[SET TASK] Return every line of the entries below that contains the word "blue", treating uppercase and lowercase as distinct.

(begin)

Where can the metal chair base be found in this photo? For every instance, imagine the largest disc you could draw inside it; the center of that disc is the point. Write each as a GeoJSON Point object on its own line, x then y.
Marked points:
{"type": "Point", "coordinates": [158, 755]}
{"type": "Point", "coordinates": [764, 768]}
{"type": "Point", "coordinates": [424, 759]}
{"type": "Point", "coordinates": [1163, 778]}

(end)
(begin)

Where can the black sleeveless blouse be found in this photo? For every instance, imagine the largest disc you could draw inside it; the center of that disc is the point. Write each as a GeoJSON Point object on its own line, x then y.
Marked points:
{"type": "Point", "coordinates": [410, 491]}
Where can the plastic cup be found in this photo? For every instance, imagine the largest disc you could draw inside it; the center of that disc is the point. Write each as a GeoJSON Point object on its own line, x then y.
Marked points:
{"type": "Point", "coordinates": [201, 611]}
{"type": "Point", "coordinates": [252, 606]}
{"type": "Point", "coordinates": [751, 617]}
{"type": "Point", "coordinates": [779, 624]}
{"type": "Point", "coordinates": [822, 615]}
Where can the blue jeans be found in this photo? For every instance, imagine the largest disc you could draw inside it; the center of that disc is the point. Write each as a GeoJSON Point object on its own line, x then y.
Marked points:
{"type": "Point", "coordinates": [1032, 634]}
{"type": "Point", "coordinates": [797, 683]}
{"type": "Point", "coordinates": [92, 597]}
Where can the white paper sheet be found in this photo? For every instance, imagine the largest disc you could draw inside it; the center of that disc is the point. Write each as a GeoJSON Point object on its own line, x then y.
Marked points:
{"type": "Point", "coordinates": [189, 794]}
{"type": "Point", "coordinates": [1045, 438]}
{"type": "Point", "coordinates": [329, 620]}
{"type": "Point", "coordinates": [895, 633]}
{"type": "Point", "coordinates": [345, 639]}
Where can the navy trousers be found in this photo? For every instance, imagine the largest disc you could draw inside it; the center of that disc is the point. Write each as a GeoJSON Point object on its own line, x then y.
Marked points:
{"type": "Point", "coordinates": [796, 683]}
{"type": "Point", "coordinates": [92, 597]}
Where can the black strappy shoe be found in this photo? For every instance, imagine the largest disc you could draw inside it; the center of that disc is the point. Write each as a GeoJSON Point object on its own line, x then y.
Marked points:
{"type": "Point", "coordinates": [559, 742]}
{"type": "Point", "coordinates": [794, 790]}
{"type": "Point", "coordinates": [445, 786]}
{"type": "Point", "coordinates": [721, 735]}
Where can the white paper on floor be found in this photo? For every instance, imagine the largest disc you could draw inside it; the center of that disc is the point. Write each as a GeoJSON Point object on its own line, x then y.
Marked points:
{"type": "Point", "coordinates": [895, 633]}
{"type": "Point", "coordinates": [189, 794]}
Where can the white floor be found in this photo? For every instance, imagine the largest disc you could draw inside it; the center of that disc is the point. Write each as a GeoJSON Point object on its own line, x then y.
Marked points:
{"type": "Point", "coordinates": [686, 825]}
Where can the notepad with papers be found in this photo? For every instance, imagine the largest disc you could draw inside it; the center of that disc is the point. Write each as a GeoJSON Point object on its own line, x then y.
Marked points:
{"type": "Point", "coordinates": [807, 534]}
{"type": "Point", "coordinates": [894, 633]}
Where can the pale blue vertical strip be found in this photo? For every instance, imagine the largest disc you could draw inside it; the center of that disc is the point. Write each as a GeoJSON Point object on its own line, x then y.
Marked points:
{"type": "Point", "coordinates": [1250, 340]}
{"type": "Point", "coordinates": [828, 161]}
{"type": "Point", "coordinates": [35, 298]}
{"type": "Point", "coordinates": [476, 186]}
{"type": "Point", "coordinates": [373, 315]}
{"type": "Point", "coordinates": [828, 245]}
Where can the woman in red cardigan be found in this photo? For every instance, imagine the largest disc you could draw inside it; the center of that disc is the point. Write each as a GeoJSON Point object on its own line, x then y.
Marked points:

(end)

[SOLUTION FOR THIS EXERCISE]
Where can the blue jeans be found in this photo? For every instance, imagine the largest disc you could draw inside it; the center of that disc is the point. Write each as a GeoJSON Point object on its own line, x then y.
Where can the pale blue vertical strip be found in this photo? For every instance, imagine the largest disc you could draw inside it; the center of that disc is the point. Write each as a GeoJSON Point object on its own line, x then y.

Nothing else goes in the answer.